▶ **Stored data entries**
--- START ---

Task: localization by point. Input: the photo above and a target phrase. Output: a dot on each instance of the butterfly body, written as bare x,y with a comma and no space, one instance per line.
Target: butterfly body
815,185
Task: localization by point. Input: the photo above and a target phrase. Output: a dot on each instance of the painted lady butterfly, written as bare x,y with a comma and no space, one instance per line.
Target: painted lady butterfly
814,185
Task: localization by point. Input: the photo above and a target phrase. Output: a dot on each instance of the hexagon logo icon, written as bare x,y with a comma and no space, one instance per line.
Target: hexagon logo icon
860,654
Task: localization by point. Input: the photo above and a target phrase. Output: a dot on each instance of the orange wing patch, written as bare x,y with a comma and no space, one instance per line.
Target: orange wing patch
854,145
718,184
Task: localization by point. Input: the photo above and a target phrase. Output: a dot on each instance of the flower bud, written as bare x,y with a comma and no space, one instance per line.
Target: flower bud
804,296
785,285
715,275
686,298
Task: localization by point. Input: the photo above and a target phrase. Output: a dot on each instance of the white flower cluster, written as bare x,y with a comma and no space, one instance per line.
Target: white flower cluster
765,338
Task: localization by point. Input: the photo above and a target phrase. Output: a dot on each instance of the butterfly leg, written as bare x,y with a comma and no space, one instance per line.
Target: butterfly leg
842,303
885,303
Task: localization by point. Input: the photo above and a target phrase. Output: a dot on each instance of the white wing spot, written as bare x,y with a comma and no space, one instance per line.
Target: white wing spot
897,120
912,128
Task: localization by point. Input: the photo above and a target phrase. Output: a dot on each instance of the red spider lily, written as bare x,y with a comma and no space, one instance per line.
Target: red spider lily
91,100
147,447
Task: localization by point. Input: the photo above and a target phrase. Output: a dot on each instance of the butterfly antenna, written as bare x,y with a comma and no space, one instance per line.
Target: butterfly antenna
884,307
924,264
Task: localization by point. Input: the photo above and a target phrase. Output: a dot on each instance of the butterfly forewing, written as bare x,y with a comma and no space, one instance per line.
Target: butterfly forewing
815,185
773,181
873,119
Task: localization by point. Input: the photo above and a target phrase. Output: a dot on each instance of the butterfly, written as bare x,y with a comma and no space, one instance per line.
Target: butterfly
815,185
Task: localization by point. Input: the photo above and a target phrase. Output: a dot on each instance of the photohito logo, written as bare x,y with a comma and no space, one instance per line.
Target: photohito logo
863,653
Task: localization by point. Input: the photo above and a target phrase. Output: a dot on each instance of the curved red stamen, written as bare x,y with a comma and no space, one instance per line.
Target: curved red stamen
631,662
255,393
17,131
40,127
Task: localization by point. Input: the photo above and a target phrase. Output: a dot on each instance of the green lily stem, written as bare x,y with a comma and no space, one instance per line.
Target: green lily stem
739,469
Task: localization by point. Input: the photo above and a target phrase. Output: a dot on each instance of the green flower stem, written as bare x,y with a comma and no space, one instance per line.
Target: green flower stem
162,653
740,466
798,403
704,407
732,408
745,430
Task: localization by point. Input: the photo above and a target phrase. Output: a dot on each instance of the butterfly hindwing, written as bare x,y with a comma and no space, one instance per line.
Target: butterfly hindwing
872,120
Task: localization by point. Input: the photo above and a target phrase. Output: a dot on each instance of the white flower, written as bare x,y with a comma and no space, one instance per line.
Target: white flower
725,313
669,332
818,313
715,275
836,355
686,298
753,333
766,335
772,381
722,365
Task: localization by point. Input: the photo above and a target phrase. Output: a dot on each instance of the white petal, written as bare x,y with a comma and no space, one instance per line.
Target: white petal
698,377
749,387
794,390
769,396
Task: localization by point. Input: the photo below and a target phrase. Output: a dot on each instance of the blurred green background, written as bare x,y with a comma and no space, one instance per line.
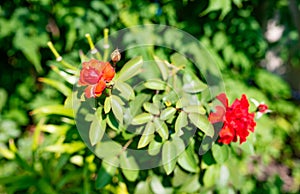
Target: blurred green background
255,43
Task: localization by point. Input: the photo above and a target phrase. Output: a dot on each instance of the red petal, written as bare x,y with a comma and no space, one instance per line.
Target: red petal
99,88
108,72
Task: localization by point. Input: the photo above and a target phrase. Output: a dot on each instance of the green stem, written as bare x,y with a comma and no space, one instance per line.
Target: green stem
94,50
106,45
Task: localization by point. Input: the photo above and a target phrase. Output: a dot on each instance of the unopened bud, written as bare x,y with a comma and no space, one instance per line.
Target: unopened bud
115,56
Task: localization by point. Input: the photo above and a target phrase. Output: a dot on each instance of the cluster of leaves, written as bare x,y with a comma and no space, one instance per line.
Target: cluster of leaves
231,30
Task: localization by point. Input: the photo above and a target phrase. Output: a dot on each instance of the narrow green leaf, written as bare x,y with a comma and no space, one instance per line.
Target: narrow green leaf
220,153
194,109
125,89
147,136
179,60
154,148
117,108
192,84
136,104
129,166
167,113
188,161
143,187
130,69
142,118
181,121
60,86
161,128
202,123
107,104
105,174
162,67
155,84
97,130
169,157
151,108
53,109
108,149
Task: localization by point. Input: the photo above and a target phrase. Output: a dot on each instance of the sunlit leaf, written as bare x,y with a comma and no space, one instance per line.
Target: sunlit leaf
125,89
162,67
107,104
147,136
192,84
97,130
181,121
161,128
142,118
53,109
142,187
155,84
220,153
169,157
167,113
202,123
151,108
117,108
194,109
129,166
187,160
154,148
130,69
105,174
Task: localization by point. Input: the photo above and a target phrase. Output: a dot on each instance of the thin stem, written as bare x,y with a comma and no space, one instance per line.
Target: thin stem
106,45
94,50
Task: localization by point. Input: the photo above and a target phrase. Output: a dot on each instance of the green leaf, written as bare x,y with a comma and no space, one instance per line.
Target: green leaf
224,6
155,84
117,108
136,104
143,187
161,128
187,160
108,149
3,98
142,118
105,174
61,87
129,166
211,176
169,157
130,69
167,113
147,136
181,121
125,89
107,104
53,109
220,153
192,84
202,123
97,130
194,109
179,60
154,147
191,184
151,108
66,147
162,67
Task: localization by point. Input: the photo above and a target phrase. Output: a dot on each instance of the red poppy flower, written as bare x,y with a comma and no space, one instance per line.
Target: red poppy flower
237,121
95,74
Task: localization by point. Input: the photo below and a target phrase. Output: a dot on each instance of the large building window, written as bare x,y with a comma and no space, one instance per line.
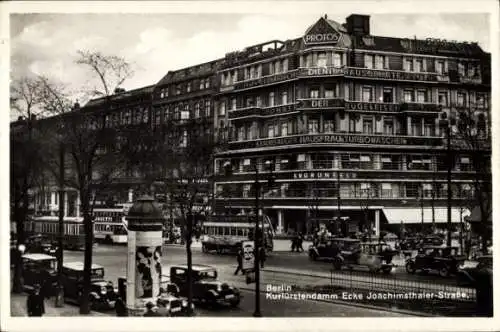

--- END ---

▶ **Your assignment**
Retype the data above exactly; pictures are not part of the copy.

▶ **Result for this task**
Task: localization by point. Input: the photo above and a target phrase. Output: a dot on each instance of the butterfly body, written as bare x,y with a comma and no space, one instance per line.
Target: butterfly body
815,185
Task: localization by point. Input: the photo above and a target phrase. Output: a dot on each instance of the painted lady butterfly, written as bare x,y with a comma and no space, one instance per line.
Target: painted lady butterfly
814,185
Task: localization by point. Input: the photo above and a target phrase. Output: a dot on each instance of the hexagon logo icon, written as bare x,y with a comma and no space, one instance per line.
Target: hexagon logo icon
860,654
Task: localization by point. Input: the photo above and a target phrase. Output: a dot on each instance of the orange wing patch, written as bare x,y with a comma and no space, one instance per line.
Target: orange wing patch
854,145
718,184
Task: localization by point. Input: the photo above and a target phrase. Output: a dot on each instance of the flower bud, written as bare x,y with a comma and no space, one instance per line.
Target: flower bud
804,296
785,285
715,275
686,298
Task: localization by point. Input: the photo above and a target phrase. Output: a dot on each instance of the white flower cluster, written as bare x,y with a comma and no space, one instance per line.
Target: white flower cluster
765,338
Task: localization by point. Input: the photo above and a target phrase. Output: a dot on each instance of the butterfly leg, written as bare x,y with a comma and no space, one instance per line.
Target: butterfly leg
842,303
885,303
Task: localization by point. Input: the photo above and a target phrase. Output: a dot on each instance of the white wing spot, written as bare x,y with a comma and no space, one instance per line.
Target: white wing spot
897,120
912,128
Task: localization by point. Input: the photo above and a target phrase. Output: a dot on each instance of the red spider lily, written as bare x,y with a comma and no space, one instance per line.
Target: red spider lily
91,100
147,447
Task: localization by point. Input: the photo above and a target phrase. Output: a dot on each instance of the butterfly antenna, written as bare x,y with a comma and no space, one instance per line.
Target: butterfly antenna
884,307
924,264
Task: localization by point. Input: the photo above and a target phrase. Output: a dot on each instance of the butterfly forewing, written as bare x,y with a comma and no space, one instance per line.
Target: butterfly forewing
815,185
773,181
873,119
Task: localization by point. Input: the photo above and a target phrase. Output: a dot on each instance of the butterfly, written as bare x,y with a comma and no space, one instance per line.
Target: butterfly
815,185
Task: localization by point. Input: the photo above and a target phrase. Output: a dot on each instance of the photohito logo, written as bare x,y with a comma and no space, one instance per line.
Target: photohito logo
863,653
Task: localization by point. Input: the photo above and a target phrase. Output: a dot on each instance of the curved red stamen, written as bare x,y with a comma and no space, one instance per line.
Target: curved red stamen
631,662
255,393
17,131
40,127
Task: localization by point. Input: the photo above and a target phrase. Output: a dot on each instance of the green lily stem, written as bare x,y with a comma and no space, one instance per line.
Target: green lily stem
739,469
Task: localization by point. Input: the photo above and a target phrase. Output: a dot on each instance of the green flower stem, written as bare x,y with a comma and no space, one instance per line.
Target: green flower stem
162,653
740,466
798,403
704,407
732,408
745,430
Task: localization by point. Input: the photo above and a target phrase. Output: a dot on each instance of the butterfly hindwing, written as bare x,y with a comma and no space, one instance per line.
Target: butterfly hindwing
872,120
Task: localization by point. Input: the photo above and a target phrase. Output: a dot on each instance of the white flower, written as bare x,y with a comma and no space, one instance per line.
Target: white flower
725,313
669,332
818,313
715,275
836,355
686,298
753,333
766,335
772,381
722,365
Task: localization by point. Input: the photo above and a target phrase. Output: a dot on each instance of the white petal, written as bare x,y with a comma and no space, one instance per line.
Target: white petal
698,377
749,387
794,390
769,396
Task: localization by point. Input: the photo below and a target phrase. Output: a dot on each instance of the blurred green background, written as bare x,y with a comma and no space, one instance per line.
Target: blurred green background
255,43
Task: localization by point. Input: the photo above and a target phrase. Output: a dot on each instance of the red petal, written as bare x,y with a comma and no space, one instance per line.
Target: red petal
99,88
108,72
Task: localization by point. Input: the photo above and a target phrase. Output: a dot on each instance of the green stem, written as bare x,y with a comma and no space, one instance per line.
Target: green stem
94,50
106,45
Task: localization by point. Input: the photo above and a target phrase. Output: a dot on each instance of the unopened bud, written as bare x,y with a comma and no space, one instance per line.
Target: unopened bud
115,56
Task: localization by point. Input: the photo above and a target phrase. Output: a dot on each instance of the cluster of leaves, written as bare x,y with a comma and no space, one instance per line.
Target: cluster of leaves
231,30
Task: localization by point. Input: the photo above and a target phrase. Output: a dot on each instance of the narrow green leaf, written as bare x,y with a comma and no space, one instance per line.
Target: narrow green leaf
220,153
194,109
125,89
147,136
179,60
154,148
117,108
192,84
136,104
129,166
167,113
188,161
143,187
130,69
142,118
181,121
60,86
161,128
202,123
107,104
105,174
162,67
155,84
97,130
169,157
151,108
53,109
108,149
Task: localization by point. Input: the photo above and a target phrase. Output: a dot on each instance of the sunlit leaf, written as bare x,y with a comma and no space, one instance per line.
Target: sunlit leaf
125,89
162,67
107,104
147,136
192,84
97,130
181,121
161,128
142,118
53,109
142,187
155,84
220,153
169,157
167,113
202,123
151,108
117,108
194,109
129,166
187,160
154,148
130,69
105,174
Task: localization by point. Input: the photo above and a target phrase. Output: a dot on each instance of the thin stem, written as bare x,y with a comma and no space, one instance per line.
Target: thin stem
106,45
94,50
Task: localization by point. Input: the photo above and a target phrase. Output: a dot on each instance of the green leaf, written as bare x,y with a comma and no space, one instance per line.
Target: green leaf
224,6
155,84
117,108
136,104
143,187
161,128
187,160
108,149
3,98
142,118
105,174
61,87
129,166
211,176
169,157
130,69
167,113
147,136
181,121
125,89
107,104
53,109
220,153
192,84
202,123
97,130
194,109
179,60
154,147
191,184
151,108
66,147
162,67
Task: localization by point. Input: the photo above and a target phrase. Output: a dot on each instance of the red poppy flower, written as bare x,y with a comma and no space, one instance per line.
Target: red poppy flower
237,121
95,74
Task: localization by point. Input: the photo below and a target phrase. Output: a dot on each instance of the large building window, written as bare x,y with a comma and no space, one instance per line.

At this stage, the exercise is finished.